● **THE PROBLEM**
Copy the whole listing below, requests included, and shift every polygon coordinate in the answers by adding 89 to it, leaving the sample coordinates unchanged. Omit the pictures.

● **SUPPLIED DATA**

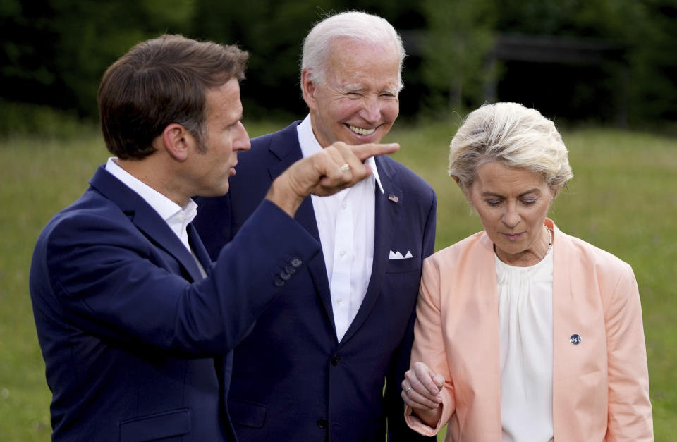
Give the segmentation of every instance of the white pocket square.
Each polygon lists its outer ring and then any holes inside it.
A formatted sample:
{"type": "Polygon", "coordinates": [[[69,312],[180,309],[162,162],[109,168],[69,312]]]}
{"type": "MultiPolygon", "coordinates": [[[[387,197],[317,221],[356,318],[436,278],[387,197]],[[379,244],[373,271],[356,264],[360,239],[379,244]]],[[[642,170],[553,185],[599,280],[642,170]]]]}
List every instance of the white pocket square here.
{"type": "Polygon", "coordinates": [[[407,251],[407,254],[403,257],[402,254],[399,252],[393,252],[391,250],[390,254],[388,256],[389,259],[408,259],[409,258],[413,257],[414,257],[411,254],[411,252],[409,251],[407,251]]]}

● **SOLVED EXERCISE**
Give the segmentation of every instance of the white pocket square.
Each polygon lists its outer ring and then any holes inside it.
A formatted sample:
{"type": "Polygon", "coordinates": [[[69,312],[180,309],[162,162],[109,168],[69,312]]]}
{"type": "MultiPolygon", "coordinates": [[[[387,197],[317,221],[356,318],[436,278],[387,197]],[[379,244],[373,271],[356,264],[360,239],[379,244]]],[[[642,170],[553,185],[599,280],[642,170]]]]}
List every instance of the white pocket square here.
{"type": "Polygon", "coordinates": [[[496,340],[496,343],[492,346],[491,343],[488,341],[482,341],[480,339],[479,343],[477,345],[478,348],[497,348],[498,347],[502,346],[503,346],[500,343],[500,341],[498,340],[496,340]]]}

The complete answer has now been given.